● Work to be completed: Every line from the one holding "Category: windmill rotor." through the final line of the entries is to be reproduced exactly, and no other line.

*** Opening Data provided ***

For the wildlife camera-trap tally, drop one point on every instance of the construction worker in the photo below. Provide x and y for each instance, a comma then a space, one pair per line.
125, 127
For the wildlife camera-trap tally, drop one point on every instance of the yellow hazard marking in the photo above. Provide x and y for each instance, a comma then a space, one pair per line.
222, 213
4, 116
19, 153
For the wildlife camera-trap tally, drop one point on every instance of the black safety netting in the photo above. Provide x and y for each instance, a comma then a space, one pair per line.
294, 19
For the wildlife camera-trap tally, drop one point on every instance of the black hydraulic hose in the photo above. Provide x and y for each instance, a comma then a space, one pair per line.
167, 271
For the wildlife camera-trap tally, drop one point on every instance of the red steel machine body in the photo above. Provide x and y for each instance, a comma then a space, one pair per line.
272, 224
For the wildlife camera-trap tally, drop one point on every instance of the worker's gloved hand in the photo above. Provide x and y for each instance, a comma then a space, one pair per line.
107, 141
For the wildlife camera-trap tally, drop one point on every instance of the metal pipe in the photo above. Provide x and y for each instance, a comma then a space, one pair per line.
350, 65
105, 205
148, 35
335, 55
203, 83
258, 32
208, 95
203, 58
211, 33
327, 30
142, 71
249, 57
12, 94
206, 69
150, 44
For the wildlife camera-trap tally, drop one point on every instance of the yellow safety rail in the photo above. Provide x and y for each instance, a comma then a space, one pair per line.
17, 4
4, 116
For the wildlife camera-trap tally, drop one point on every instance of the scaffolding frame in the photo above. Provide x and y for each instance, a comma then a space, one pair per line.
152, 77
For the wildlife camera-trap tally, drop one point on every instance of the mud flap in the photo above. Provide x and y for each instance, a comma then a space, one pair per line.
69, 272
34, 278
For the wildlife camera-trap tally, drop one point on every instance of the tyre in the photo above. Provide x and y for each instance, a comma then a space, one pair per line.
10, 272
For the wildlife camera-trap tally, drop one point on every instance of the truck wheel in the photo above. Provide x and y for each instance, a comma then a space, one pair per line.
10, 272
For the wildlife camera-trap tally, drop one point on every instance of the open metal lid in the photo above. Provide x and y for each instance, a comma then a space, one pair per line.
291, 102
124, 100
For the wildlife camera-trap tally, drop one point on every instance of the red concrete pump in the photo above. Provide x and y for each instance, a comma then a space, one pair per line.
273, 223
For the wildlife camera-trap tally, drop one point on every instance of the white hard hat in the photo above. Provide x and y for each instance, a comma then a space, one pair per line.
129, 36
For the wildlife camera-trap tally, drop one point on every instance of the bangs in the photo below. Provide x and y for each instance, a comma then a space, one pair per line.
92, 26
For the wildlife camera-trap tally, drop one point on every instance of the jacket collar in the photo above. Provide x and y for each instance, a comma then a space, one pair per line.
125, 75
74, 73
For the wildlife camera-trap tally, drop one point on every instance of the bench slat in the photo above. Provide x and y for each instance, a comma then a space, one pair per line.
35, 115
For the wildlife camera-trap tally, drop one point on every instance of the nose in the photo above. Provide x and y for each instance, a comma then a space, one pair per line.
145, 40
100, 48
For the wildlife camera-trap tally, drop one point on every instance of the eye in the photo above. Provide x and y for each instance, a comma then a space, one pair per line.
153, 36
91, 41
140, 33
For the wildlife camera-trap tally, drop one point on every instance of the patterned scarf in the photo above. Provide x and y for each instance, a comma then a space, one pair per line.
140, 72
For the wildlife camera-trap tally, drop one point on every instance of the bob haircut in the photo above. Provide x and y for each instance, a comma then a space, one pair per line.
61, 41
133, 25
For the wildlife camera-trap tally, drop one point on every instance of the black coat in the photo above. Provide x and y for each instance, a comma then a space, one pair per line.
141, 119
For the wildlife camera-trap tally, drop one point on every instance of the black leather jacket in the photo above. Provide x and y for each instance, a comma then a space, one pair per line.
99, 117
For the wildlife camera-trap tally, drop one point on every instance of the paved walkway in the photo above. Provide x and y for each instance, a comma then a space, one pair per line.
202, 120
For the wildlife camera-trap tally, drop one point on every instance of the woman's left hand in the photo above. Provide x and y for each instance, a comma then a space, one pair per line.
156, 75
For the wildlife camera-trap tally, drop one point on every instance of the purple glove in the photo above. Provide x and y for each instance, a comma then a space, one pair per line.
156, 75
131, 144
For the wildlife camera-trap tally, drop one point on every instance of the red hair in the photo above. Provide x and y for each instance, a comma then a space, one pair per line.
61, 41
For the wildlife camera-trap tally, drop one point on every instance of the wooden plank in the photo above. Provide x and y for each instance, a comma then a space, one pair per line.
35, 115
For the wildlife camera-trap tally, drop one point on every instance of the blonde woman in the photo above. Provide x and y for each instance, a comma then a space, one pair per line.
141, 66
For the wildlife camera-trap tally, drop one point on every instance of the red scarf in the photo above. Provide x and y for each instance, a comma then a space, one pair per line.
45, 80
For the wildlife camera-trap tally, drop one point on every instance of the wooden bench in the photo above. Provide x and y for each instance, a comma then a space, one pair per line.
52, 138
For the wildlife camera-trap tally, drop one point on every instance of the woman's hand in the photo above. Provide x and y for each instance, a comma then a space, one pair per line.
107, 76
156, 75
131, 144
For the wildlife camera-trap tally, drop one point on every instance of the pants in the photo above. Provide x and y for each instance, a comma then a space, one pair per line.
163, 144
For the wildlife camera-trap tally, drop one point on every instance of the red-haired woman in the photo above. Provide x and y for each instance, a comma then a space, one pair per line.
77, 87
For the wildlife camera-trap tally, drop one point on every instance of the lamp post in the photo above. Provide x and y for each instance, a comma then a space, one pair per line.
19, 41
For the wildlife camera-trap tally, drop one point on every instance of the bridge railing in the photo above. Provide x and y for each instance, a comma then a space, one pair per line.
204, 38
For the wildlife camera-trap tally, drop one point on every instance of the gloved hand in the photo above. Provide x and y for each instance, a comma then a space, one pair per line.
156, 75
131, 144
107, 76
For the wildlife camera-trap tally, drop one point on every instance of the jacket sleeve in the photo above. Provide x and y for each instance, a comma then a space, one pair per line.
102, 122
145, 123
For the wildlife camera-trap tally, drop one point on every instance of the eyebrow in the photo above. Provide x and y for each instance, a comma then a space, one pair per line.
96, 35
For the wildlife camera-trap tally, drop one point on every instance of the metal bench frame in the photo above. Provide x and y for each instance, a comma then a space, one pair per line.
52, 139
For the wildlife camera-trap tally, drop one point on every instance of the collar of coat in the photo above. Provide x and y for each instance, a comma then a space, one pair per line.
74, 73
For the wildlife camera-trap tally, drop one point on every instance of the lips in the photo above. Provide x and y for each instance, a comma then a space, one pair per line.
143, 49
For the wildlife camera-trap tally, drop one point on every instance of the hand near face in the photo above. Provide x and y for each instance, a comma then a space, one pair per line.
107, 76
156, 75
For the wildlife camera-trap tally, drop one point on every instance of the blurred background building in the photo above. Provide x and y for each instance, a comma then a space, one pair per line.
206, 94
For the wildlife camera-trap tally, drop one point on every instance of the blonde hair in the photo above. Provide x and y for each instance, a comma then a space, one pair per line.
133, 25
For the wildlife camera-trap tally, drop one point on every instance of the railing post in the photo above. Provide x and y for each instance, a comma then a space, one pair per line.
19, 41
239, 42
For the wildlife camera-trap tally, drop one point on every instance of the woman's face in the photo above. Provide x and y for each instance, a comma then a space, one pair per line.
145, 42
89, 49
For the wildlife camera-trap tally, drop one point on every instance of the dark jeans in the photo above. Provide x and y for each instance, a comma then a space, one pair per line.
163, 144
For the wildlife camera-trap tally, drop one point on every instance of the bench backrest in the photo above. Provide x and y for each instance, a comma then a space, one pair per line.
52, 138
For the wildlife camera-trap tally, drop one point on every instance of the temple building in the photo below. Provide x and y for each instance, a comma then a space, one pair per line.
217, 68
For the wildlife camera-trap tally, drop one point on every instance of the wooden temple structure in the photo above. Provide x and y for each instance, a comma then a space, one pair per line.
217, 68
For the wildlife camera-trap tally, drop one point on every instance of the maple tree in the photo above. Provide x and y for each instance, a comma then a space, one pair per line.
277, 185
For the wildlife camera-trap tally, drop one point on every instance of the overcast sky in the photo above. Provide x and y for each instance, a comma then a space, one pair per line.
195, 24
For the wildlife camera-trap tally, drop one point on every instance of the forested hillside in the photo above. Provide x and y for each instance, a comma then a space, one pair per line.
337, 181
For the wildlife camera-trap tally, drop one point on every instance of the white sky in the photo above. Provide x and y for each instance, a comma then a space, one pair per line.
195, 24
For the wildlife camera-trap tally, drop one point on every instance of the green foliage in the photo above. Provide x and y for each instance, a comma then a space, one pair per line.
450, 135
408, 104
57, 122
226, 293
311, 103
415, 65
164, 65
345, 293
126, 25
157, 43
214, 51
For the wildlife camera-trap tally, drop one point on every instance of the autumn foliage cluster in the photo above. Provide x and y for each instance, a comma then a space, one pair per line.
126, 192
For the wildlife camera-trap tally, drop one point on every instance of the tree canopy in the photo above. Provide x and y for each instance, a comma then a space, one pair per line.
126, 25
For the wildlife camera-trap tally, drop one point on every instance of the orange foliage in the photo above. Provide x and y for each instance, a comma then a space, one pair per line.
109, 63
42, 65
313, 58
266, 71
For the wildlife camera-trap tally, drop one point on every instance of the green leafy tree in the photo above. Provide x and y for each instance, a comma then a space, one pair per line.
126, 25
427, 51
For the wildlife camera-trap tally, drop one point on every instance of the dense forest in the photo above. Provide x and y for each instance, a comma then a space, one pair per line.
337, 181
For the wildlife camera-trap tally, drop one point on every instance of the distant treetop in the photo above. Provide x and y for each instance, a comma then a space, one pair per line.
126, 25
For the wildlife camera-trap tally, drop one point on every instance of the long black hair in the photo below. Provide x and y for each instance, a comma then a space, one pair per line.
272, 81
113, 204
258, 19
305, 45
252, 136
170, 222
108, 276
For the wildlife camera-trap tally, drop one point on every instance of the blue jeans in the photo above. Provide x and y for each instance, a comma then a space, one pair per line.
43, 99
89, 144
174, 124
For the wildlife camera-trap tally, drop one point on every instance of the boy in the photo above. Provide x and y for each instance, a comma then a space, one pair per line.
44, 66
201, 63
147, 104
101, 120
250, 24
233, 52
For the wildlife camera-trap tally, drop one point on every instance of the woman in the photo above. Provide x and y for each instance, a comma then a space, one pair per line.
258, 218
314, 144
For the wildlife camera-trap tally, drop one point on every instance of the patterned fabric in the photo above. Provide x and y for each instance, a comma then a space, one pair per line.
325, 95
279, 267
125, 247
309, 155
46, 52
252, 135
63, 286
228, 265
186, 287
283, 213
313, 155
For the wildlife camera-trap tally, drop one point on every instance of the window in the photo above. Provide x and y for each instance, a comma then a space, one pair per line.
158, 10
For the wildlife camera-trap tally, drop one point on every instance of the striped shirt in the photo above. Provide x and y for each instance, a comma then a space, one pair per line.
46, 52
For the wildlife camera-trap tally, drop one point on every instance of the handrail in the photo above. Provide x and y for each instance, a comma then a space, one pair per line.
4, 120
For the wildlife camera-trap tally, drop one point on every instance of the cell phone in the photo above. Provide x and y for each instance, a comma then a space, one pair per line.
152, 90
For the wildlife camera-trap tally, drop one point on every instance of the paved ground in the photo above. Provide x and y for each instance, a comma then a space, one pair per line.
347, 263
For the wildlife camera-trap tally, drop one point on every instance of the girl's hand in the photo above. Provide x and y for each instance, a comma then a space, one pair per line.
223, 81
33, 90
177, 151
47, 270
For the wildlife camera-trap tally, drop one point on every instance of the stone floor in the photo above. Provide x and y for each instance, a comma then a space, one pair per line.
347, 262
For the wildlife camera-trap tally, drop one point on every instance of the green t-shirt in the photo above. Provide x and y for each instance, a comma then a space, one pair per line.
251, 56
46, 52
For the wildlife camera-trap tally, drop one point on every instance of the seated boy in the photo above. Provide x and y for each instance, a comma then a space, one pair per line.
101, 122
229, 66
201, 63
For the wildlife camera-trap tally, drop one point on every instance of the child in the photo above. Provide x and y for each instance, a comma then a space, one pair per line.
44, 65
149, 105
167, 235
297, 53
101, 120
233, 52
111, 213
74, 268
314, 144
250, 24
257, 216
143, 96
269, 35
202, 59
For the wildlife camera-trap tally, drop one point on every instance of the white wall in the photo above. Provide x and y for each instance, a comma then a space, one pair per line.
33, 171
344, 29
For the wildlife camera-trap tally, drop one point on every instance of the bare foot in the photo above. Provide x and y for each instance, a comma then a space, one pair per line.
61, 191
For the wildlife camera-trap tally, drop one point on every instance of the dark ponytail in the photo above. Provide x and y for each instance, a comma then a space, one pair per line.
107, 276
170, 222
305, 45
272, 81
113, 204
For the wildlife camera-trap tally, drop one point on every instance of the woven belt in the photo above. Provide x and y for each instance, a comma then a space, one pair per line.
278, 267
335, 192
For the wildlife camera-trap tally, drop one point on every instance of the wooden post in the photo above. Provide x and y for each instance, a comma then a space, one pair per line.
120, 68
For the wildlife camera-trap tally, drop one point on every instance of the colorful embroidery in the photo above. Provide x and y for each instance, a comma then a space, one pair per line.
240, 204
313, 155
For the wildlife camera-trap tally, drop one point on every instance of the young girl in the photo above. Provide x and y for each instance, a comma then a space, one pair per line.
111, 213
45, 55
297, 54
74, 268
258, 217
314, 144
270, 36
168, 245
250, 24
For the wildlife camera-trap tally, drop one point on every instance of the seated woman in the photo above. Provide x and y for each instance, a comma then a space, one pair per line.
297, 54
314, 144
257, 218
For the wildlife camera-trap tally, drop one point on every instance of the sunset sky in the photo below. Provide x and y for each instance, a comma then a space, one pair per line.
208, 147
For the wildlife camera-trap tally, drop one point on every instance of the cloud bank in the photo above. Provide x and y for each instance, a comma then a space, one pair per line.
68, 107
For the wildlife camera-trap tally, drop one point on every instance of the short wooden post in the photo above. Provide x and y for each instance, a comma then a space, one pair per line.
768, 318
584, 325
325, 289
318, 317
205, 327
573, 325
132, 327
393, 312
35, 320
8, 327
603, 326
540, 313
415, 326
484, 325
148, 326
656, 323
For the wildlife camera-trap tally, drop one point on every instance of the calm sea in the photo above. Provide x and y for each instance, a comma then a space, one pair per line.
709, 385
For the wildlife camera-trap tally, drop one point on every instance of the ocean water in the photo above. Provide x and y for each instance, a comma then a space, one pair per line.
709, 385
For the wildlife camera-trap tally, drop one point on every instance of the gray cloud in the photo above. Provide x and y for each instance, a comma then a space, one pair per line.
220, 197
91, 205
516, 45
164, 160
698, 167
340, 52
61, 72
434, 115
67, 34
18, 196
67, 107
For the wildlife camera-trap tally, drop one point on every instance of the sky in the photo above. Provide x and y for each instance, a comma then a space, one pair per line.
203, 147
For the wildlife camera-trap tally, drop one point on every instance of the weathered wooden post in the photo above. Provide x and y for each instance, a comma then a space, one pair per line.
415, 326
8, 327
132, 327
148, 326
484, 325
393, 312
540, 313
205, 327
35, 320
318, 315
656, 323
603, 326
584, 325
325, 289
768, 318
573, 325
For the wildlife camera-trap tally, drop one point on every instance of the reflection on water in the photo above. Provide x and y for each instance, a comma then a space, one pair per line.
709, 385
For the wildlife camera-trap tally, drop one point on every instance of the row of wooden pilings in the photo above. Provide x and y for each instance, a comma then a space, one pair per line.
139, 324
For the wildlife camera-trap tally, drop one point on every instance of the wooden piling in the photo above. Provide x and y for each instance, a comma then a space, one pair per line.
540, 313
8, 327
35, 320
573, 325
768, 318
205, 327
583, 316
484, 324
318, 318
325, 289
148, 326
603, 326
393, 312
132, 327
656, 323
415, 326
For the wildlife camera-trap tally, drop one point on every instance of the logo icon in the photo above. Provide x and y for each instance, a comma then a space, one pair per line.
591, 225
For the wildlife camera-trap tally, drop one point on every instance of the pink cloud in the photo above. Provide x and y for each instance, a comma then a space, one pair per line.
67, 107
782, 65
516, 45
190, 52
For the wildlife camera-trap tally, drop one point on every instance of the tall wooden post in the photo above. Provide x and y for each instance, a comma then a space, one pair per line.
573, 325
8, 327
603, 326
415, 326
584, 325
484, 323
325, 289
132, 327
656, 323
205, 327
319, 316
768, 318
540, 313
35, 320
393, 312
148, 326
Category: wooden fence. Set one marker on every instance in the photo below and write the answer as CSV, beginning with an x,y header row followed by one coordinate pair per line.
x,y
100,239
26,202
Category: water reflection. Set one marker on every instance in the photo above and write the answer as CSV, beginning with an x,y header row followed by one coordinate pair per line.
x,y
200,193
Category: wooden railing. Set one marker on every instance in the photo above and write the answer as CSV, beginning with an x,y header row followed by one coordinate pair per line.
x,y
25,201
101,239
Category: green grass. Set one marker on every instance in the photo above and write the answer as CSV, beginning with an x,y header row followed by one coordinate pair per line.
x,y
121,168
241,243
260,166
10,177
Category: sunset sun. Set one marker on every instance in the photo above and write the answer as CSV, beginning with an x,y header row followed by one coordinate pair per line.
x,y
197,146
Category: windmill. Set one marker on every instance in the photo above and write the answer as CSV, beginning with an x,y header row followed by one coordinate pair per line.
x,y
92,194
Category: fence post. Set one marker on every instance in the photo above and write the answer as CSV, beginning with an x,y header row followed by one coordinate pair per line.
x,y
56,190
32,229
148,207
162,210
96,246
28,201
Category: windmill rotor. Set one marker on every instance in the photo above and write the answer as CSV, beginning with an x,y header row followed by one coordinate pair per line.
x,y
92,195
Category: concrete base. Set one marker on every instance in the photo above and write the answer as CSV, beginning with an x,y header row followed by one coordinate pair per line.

*** Closing Data provided ***

● Solution to this problem:
Category: windmill rotor. Set one marker on every instance in the photo above and write the answer as CSV, beginning with an x,y header row followed by one coordinate pair per line.
x,y
92,195
Category: concrete base. Set one marker on every instance in the photo above and write the answer as CSV, beginning with an x,y header row followed by one coordinate pair per line.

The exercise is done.